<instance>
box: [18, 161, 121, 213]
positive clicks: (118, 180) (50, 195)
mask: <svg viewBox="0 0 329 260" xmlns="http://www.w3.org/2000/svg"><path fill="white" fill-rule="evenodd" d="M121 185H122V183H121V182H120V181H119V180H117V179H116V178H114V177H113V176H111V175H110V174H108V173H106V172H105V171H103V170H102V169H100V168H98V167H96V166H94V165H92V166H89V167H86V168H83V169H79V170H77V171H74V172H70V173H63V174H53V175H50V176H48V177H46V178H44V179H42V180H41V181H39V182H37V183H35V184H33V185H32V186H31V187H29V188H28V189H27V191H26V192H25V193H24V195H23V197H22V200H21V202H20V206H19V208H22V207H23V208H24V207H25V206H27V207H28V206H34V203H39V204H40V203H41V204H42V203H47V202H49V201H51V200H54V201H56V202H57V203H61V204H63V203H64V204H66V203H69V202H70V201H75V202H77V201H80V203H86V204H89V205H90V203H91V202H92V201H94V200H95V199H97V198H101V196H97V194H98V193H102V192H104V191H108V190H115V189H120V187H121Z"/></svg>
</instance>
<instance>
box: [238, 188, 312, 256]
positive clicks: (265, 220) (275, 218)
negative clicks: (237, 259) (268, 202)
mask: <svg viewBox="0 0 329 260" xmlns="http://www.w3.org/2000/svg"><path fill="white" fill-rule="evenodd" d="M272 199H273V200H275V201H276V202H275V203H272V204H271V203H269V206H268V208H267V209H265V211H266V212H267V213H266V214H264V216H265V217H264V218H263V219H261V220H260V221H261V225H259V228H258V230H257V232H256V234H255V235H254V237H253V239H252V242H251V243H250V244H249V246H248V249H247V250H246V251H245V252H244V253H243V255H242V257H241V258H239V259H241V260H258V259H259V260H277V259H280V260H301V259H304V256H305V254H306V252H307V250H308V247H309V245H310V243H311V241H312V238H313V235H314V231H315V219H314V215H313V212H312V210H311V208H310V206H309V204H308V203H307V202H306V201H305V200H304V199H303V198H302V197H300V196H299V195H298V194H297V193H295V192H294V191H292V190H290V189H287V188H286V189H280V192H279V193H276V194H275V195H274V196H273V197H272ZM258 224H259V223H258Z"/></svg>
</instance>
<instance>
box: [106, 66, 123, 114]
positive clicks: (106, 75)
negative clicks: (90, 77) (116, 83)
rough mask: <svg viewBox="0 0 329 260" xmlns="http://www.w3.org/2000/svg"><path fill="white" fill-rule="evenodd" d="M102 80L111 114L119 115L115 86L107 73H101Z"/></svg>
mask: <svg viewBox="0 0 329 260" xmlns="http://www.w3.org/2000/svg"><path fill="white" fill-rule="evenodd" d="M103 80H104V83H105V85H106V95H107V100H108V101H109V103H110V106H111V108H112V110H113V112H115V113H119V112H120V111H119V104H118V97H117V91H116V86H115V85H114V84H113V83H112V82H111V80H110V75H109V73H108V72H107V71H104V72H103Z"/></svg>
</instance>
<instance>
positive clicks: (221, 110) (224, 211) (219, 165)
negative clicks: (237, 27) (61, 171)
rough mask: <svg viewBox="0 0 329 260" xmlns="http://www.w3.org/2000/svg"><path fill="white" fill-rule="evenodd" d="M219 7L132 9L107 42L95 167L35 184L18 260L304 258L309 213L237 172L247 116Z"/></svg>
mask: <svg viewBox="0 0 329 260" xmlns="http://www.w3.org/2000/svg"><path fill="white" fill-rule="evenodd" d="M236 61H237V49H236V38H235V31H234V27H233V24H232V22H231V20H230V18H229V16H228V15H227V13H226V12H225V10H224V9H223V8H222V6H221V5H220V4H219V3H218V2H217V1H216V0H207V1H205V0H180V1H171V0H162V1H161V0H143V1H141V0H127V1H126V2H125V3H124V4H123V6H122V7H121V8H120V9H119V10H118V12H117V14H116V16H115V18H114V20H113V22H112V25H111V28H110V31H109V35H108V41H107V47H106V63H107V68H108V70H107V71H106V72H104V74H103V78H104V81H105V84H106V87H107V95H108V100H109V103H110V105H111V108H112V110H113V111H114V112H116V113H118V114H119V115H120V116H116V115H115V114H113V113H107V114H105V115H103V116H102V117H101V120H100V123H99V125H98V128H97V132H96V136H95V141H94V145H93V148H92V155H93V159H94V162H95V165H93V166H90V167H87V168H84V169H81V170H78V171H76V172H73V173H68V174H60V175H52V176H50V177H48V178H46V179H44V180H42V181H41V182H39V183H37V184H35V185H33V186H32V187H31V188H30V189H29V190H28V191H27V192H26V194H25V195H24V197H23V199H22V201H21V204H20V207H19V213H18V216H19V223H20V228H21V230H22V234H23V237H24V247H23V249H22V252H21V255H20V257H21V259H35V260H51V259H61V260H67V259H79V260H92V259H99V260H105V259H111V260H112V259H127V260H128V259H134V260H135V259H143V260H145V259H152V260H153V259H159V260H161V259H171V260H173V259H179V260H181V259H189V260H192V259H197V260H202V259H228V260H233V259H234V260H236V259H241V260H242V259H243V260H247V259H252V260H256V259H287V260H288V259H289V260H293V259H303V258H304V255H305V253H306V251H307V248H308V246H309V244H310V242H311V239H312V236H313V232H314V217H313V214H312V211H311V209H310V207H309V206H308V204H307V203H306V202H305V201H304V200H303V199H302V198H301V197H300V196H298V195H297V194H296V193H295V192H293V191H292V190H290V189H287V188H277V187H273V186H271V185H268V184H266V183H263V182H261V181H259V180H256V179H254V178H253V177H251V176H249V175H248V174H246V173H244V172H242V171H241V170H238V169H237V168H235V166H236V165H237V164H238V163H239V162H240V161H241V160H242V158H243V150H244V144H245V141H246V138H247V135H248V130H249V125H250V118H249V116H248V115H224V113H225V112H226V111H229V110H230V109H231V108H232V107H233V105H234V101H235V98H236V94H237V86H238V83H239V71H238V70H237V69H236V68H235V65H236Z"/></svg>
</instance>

******

## TASK GOAL
Identify every line in the listing that contains the string "negative", and copy those lines. Case counts.

## EXERCISE SOLUTION
negative clicks: (237, 259) (268, 202)
negative clicks: (90, 77) (116, 83)
negative clicks: (237, 27) (61, 171)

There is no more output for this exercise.